►
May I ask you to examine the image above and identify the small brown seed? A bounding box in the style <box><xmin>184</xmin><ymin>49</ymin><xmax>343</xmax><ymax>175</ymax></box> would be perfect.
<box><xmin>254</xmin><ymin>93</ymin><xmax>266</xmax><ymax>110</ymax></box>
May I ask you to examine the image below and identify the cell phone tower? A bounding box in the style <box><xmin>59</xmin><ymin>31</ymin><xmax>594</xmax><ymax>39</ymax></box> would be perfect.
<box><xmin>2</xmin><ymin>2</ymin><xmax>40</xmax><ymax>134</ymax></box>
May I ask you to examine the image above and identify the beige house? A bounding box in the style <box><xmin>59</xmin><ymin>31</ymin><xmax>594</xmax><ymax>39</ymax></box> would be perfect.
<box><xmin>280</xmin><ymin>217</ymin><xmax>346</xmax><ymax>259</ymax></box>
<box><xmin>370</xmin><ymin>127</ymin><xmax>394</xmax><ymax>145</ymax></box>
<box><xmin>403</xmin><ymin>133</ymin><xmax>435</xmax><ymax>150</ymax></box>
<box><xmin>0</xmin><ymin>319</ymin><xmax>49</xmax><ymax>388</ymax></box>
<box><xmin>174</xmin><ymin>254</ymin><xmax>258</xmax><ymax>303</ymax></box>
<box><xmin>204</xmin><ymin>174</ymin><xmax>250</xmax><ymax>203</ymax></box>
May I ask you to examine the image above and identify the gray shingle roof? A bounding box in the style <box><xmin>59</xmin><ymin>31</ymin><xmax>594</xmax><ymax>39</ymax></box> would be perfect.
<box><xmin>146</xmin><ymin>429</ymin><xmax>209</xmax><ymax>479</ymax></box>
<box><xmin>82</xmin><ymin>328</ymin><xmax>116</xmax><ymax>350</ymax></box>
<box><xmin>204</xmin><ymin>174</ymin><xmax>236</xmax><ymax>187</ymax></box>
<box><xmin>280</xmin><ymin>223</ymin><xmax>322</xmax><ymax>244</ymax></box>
◄
*What you need to do:* An exact restatement of all the entries above is needed.

*Result of the exercise:*
May I ask you to examine the image above and identify the small brown seed? A bounding box in the style <box><xmin>184</xmin><ymin>49</ymin><xmax>343</xmax><ymax>175</ymax></box> would be perfect.
<box><xmin>254</xmin><ymin>93</ymin><xmax>266</xmax><ymax>110</ymax></box>
May I ask you to examine the image below and identify the cell phone tower? A bounding box in the style <box><xmin>59</xmin><ymin>31</ymin><xmax>594</xmax><ymax>39</ymax></box> would be perfect.
<box><xmin>2</xmin><ymin>2</ymin><xmax>40</xmax><ymax>134</ymax></box>
May I ask you to examine the image above and identify the beige house? A bounding box in the style <box><xmin>59</xmin><ymin>31</ymin><xmax>594</xmax><ymax>39</ymax></box> would be perfect.
<box><xmin>280</xmin><ymin>217</ymin><xmax>346</xmax><ymax>259</ymax></box>
<box><xmin>370</xmin><ymin>127</ymin><xmax>394</xmax><ymax>145</ymax></box>
<box><xmin>403</xmin><ymin>133</ymin><xmax>435</xmax><ymax>150</ymax></box>
<box><xmin>0</xmin><ymin>319</ymin><xmax>49</xmax><ymax>388</ymax></box>
<box><xmin>174</xmin><ymin>254</ymin><xmax>258</xmax><ymax>303</ymax></box>
<box><xmin>204</xmin><ymin>174</ymin><xmax>250</xmax><ymax>203</ymax></box>
May I ask you to examine the image above and identify the gray shingle roof? A bounding box in the style <box><xmin>59</xmin><ymin>31</ymin><xmax>594</xmax><ymax>39</ymax></box> would be perfect.
<box><xmin>146</xmin><ymin>429</ymin><xmax>209</xmax><ymax>479</ymax></box>
<box><xmin>82</xmin><ymin>328</ymin><xmax>116</xmax><ymax>350</ymax></box>
<box><xmin>204</xmin><ymin>174</ymin><xmax>236</xmax><ymax>187</ymax></box>
<box><xmin>280</xmin><ymin>223</ymin><xmax>322</xmax><ymax>244</ymax></box>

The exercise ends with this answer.